* _WHAT TO DO_: Rewrite the lines of every record below with each occurrence of "outline" replaced by "polygon", changing nothing else, and leave the pictures out of your answer.

* _DATASET EXTRACT_:

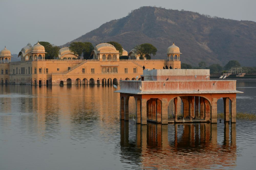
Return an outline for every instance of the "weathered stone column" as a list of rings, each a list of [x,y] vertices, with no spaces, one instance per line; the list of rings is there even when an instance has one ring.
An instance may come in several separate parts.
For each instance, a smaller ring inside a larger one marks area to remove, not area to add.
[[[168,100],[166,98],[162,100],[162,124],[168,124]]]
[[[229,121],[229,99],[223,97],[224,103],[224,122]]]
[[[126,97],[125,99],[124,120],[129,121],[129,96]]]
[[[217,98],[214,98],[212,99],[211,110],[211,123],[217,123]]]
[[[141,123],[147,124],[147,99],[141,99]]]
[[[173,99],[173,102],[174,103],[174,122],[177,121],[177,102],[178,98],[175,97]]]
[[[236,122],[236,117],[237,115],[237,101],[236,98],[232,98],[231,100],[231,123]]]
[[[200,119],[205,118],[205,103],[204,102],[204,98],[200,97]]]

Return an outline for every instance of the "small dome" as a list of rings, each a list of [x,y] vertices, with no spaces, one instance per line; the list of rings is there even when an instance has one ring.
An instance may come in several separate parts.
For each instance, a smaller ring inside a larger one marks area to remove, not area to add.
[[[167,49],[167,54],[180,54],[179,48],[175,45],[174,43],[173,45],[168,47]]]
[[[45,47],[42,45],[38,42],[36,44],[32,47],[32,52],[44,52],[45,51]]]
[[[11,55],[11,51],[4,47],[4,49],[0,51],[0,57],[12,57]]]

* _SOLUTION TO THE EXERCISE_:
Return an polygon for every instance of the "weathered stone column" as a list of rings, each a list of [x,y] vertices, with no spaces, one instance per line; the list of rings is there even when an instance has one ring.
An instance may come in several separate parts.
For each instance, a smaller ring inside a larger one marks area to remove, not area to add.
[[[168,100],[166,98],[162,100],[162,124],[168,124]]]
[[[229,121],[229,99],[223,97],[224,103],[224,122]]]
[[[126,97],[125,99],[124,120],[129,121],[129,96]]]
[[[217,98],[214,98],[212,99],[211,110],[211,123],[217,123]]]
[[[141,123],[147,124],[147,99],[141,99]]]
[[[173,99],[173,102],[174,103],[174,122],[177,121],[177,102],[178,98],[175,97]]]
[[[236,122],[236,117],[237,115],[237,101],[236,98],[232,98],[231,100],[231,123]]]
[[[200,119],[205,118],[205,103],[204,102],[204,98],[200,97]]]

Return an polygon for every instance of the "small dome" as a list of rings, each a list of [x,y] vertices, with no spaces, one instance per line; the list of rings is there even when an instance has one ring.
An instance may come in several separate parts.
For each instance, a smaller ring inside a larger one marks area to remove, not area to add.
[[[167,49],[167,54],[180,54],[179,48],[175,45],[174,43],[173,45],[168,47]]]
[[[45,47],[42,45],[38,42],[36,44],[32,47],[32,52],[44,52],[45,51]]]
[[[11,55],[11,51],[4,47],[4,49],[0,51],[0,57],[12,57]]]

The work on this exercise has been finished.